## ACTIVITY:
Begin with the line where "Target: rabbit back" appears. Set down that line and the rest of the records below it exactly as given.

## EXCERPTED DATA:
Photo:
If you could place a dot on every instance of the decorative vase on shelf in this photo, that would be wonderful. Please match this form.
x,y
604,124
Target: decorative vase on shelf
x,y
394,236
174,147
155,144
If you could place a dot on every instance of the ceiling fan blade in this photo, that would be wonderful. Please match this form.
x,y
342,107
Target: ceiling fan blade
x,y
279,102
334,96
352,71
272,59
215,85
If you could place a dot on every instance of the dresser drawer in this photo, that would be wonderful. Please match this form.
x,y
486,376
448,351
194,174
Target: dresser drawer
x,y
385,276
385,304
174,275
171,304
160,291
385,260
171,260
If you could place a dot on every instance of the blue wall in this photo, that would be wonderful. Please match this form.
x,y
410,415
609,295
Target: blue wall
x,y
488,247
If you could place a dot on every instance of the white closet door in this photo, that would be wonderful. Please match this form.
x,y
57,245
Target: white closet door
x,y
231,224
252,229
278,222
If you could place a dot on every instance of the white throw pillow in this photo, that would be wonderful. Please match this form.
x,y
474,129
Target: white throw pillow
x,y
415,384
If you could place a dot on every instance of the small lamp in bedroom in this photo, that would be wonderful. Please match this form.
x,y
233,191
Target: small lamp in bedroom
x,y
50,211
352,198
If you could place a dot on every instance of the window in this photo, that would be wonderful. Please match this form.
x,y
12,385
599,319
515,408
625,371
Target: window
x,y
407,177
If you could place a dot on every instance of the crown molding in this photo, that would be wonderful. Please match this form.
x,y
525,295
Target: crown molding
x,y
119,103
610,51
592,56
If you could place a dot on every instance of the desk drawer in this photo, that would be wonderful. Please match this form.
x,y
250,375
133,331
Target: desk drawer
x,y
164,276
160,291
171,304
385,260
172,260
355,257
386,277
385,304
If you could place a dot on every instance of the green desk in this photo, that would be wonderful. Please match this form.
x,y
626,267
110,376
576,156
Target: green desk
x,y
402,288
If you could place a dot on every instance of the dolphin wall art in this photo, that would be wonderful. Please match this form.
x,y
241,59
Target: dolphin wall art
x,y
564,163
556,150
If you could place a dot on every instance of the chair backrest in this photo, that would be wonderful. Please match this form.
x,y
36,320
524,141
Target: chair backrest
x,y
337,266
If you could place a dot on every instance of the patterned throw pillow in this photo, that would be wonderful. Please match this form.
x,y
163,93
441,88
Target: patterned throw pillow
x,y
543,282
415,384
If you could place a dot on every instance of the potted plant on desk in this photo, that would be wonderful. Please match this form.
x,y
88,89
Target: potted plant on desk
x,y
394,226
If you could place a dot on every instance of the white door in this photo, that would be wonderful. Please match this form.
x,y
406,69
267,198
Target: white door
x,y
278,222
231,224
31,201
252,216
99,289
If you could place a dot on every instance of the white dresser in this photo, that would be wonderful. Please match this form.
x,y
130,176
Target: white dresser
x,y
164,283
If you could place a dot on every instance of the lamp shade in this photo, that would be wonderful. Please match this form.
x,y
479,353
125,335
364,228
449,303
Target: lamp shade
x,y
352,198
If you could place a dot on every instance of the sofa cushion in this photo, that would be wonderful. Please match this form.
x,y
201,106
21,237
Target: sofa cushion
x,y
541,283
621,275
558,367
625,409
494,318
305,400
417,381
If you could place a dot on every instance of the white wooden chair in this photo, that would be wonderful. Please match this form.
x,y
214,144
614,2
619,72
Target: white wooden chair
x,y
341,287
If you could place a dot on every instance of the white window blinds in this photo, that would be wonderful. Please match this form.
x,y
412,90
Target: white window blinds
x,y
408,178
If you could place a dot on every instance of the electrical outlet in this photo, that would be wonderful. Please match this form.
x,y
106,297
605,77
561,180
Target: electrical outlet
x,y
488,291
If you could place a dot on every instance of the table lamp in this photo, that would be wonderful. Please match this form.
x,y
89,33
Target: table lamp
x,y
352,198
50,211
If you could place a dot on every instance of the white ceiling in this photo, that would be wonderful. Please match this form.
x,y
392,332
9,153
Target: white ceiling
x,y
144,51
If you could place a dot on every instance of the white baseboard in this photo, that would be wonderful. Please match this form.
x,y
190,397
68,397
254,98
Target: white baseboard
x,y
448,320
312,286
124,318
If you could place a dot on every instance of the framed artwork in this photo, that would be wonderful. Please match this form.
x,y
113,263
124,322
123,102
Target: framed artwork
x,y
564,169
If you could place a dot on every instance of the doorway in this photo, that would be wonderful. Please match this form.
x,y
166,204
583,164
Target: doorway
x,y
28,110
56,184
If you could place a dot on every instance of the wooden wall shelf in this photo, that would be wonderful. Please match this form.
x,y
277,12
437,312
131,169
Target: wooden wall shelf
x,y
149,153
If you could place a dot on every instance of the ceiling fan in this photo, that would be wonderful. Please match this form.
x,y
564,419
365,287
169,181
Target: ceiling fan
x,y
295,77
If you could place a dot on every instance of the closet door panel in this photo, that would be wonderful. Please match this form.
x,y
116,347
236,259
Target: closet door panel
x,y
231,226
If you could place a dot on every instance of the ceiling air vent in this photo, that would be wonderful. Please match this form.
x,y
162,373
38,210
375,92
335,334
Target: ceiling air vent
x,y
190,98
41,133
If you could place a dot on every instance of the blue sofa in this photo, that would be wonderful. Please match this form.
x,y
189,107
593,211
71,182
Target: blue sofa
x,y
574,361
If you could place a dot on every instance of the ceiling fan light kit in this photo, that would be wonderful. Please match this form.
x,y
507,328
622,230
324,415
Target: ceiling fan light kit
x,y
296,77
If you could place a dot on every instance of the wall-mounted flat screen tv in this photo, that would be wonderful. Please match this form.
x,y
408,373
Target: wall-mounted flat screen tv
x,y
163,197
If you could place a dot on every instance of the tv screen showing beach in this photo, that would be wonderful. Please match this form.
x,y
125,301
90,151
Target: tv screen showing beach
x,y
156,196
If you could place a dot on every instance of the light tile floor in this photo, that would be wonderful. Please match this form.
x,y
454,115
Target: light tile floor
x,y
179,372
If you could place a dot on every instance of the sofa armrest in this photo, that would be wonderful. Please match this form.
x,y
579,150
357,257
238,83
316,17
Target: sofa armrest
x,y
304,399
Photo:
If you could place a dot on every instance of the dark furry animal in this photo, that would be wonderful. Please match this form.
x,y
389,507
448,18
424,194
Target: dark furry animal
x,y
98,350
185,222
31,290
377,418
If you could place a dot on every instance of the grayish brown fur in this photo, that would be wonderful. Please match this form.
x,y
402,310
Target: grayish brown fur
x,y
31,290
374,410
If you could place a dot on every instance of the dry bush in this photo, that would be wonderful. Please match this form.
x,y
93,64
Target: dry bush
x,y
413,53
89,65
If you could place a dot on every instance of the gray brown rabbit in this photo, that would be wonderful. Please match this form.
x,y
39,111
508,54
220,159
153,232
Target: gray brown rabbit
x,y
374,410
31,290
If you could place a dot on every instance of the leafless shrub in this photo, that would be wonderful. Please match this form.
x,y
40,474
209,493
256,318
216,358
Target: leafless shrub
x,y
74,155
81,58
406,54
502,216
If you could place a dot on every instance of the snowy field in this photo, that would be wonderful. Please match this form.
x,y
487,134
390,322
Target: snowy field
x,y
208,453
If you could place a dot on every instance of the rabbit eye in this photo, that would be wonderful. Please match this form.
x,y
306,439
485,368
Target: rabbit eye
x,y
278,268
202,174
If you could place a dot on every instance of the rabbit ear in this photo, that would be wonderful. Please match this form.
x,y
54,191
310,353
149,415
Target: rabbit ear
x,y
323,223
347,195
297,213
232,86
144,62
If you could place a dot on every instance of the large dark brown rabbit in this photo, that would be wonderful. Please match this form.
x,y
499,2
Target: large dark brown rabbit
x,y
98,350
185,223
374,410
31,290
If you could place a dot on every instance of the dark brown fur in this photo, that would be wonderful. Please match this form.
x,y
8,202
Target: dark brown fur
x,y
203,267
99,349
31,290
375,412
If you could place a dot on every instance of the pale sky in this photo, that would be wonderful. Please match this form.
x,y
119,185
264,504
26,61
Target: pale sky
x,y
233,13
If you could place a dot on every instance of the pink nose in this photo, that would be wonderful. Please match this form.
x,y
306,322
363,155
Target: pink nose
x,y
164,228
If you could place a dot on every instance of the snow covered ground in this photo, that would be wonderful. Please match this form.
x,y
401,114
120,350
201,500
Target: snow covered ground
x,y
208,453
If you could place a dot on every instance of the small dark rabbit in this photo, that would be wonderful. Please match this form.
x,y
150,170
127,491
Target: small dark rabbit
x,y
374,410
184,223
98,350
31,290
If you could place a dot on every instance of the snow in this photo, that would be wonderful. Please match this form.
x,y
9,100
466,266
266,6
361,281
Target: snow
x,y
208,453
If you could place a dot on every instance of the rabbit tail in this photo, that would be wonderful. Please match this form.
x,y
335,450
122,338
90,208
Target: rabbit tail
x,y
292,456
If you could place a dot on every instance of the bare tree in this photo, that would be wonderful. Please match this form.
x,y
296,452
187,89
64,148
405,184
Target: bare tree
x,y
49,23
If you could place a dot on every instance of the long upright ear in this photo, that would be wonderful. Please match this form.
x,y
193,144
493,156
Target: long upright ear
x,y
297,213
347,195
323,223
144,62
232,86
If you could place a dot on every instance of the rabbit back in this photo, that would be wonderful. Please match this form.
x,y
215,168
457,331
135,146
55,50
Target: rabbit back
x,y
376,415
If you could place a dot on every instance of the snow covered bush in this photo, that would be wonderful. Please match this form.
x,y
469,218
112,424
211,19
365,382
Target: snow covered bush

## SOLUTION:
Target: rabbit back
x,y
376,415
If you could place a dot on every instance of the snow covered bush in this photo, that would be wonderful. Please match this form.
x,y
469,218
112,424
211,19
365,382
Target: snow covered bush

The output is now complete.